Input rows:

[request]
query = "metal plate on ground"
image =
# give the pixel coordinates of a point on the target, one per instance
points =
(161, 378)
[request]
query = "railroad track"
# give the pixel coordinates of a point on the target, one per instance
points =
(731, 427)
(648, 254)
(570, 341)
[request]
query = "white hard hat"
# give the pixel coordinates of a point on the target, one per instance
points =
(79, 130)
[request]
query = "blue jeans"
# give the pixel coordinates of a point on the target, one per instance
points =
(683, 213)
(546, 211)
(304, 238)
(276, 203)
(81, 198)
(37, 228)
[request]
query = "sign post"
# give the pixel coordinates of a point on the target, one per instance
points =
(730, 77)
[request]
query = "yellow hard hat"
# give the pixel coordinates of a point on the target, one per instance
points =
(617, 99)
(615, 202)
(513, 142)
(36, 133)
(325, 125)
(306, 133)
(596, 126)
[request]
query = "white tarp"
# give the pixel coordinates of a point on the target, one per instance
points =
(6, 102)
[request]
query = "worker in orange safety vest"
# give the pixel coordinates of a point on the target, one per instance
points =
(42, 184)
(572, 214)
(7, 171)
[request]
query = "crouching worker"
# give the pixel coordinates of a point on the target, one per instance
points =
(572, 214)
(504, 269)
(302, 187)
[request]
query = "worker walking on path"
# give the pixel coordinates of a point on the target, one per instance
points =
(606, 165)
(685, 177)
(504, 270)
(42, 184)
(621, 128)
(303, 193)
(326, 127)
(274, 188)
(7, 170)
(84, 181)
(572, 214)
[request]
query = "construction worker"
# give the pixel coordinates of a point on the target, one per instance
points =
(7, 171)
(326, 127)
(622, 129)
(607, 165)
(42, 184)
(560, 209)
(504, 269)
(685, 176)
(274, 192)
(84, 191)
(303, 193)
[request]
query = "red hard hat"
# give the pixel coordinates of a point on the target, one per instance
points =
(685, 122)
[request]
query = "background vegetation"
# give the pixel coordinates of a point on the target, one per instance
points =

Exercise directions: Collect every line of the entries above that contains the string "worker".

The solution:
query = "worker in orange safety vest"
query = "crouching worker"
query = "worker walking on path"
query = "construction worker"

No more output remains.